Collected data
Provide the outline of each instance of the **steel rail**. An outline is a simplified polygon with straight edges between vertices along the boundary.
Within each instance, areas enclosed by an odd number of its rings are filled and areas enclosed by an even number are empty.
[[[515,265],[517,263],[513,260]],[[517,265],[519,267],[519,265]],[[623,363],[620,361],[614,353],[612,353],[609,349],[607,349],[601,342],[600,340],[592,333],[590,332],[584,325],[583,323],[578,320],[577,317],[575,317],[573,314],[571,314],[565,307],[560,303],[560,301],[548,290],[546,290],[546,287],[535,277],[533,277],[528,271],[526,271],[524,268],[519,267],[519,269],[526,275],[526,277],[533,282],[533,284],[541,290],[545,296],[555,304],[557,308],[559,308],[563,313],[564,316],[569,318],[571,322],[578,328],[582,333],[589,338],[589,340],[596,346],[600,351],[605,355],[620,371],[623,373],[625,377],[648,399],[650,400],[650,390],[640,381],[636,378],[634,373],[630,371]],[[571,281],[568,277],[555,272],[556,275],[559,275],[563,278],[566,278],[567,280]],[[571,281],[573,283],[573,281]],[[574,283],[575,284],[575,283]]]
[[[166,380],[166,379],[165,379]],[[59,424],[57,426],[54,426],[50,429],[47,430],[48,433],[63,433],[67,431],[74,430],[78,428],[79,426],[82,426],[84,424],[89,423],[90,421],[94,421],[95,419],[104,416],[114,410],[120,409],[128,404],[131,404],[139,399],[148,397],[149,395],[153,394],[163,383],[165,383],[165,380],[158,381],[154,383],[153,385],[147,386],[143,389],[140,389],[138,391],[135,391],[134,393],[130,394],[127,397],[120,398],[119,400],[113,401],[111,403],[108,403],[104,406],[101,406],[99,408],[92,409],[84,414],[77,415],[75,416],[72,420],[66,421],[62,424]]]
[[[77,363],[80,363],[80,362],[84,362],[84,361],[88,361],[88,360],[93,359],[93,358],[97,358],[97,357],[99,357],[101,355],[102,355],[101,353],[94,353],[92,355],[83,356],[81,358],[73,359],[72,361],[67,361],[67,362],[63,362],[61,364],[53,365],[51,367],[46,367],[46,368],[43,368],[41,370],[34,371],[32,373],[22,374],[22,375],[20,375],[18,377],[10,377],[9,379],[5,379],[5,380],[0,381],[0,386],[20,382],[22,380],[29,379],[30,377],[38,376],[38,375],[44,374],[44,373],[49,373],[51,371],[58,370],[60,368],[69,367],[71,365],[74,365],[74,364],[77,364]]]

EXERCISE GOAL: Apply a filter for "instance" to the data above, then copy each line that matches.

YOUR SOLUTION:
Provide the outline of each instance of the **steel rail**. An outline is a simplified polygon with straight edges between vertices along the boundary.
Within each instance, areas enclosed by an odd number of its rings are filled and areas enclosed by an even number are empty.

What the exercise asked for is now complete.